Items taken from a data source
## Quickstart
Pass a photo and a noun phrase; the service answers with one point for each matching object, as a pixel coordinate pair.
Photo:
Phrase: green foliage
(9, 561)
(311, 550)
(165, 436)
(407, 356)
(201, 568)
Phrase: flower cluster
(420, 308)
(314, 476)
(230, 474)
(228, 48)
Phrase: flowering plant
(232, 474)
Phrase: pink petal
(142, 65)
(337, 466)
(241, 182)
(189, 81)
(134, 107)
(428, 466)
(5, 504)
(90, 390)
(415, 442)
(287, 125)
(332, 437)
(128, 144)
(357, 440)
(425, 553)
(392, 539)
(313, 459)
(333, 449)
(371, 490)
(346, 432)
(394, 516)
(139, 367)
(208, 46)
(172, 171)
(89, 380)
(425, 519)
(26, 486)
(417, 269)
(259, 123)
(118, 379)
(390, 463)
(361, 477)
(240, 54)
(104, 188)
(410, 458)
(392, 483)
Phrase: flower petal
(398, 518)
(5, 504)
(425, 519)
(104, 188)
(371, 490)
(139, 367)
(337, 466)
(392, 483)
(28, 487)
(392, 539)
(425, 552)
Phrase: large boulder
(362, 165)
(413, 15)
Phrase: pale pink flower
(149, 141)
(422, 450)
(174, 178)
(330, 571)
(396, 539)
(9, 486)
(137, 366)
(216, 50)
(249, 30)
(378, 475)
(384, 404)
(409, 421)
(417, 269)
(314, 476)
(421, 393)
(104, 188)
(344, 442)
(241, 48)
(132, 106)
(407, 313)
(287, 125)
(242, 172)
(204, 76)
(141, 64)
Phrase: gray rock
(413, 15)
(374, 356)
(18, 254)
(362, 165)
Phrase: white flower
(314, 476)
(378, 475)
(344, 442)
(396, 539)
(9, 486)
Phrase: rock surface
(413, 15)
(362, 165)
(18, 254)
==
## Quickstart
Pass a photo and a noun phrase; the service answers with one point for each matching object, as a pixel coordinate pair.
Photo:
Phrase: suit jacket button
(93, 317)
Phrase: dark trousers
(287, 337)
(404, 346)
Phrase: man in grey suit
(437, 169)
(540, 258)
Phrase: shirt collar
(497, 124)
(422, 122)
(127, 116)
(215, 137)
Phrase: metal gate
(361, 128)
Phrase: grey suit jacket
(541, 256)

### WRITTEN REQUEST
Gather each line in the records that contains the string "jacket". Case matters.

### FINISHED TASK
Phrase: suit jacket button
Phrase: grey suit jacket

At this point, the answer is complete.